= TEXT SECTION =
===============
Thread stack size issue related to glibc TLS bug
David Holmes
david.holmes at oracle.com
Mon Jun 3 07:00:18 UTC 2019
Hi Jiangli,
On 31/05/2019 1:23 am, Jiangli Zhou wrote:
> Hi David,
>
> This is a link to __pthread_get_minstack that I find in the public
> domain: https://code.woboq.org/userspace/glibc/nptl/nptl-init.c.html.
> It has copyright of 2002-2019, so it's probably the latest version.
>
> size_t
> __pthread_get_minstack (const pthread_attr_t *attr)
> {
> return GLRO(dl_pagesize) + __static_tls_size + PTHREAD_STACK_MIN;
> }
>
> The PTHREAD_STACK_MIN appears to be 4-pages for the glibc version
> (2.24) that I'm linking with. The dl_pagesize is 1-page.
===============
= GIVEN ENTRIES =
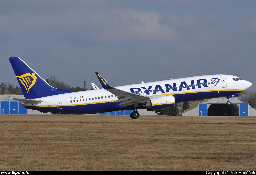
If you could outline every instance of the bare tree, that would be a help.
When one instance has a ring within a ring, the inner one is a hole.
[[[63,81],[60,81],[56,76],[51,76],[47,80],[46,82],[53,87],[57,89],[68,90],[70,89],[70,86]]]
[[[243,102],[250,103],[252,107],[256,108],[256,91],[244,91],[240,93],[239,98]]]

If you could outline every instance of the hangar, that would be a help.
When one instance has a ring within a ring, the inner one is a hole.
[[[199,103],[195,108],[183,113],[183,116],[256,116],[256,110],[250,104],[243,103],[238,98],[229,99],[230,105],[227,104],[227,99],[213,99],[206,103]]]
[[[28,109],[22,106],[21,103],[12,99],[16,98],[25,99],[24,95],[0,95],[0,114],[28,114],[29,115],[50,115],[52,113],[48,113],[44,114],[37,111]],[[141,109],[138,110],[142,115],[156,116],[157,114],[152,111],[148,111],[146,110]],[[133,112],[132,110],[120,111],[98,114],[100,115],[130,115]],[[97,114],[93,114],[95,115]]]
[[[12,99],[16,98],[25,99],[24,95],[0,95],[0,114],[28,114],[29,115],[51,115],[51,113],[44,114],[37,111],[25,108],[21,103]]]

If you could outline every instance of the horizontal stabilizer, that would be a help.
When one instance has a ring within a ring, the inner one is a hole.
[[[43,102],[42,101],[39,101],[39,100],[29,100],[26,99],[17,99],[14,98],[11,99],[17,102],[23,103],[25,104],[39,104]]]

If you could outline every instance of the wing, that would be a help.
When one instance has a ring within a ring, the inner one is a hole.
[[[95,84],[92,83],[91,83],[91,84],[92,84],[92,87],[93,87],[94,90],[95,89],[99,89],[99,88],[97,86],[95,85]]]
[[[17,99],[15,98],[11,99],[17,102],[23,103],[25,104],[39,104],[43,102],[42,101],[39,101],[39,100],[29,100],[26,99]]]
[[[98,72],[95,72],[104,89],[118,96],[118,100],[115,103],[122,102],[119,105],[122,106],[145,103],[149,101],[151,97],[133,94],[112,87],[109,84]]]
===============
= STATED PROBLEM =
Please reproduce the whole post on the glibc thread stack size issue, unchanged and in full. The data here stands apart from the post on thread stack size.

= EXERCISE RESULT =
Thread stack size issue related to glibc TLS bug
David Holmes
david.holmes at oracle.com
Mon Jun 3 07:00:18 UTC 2019
Hi Jiangli,
On 31/05/2019 1:23 am, Jiangli Zhou wrote:
> Hi David,
>
> This is a link to __pthread_get_minstack that I find in the public
> domain: https://code.woboq.org/userspace/glibc/nptl/nptl-init.c.html.
> It has copyright of 2002-2019, so it's probably the latest version.
>
> size_t
> __pthread_get_minstack (const pthread_attr_t *attr)
> {
> return GLRO(dl_pagesize) + __static_tls_size + PTHREAD_STACK_MIN;
> }
>
> The PTHREAD_STACK_MIN appears to be 4-pages for the glibc version
> (2.24) that I'm linking with. The dl_pagesize is 1-page.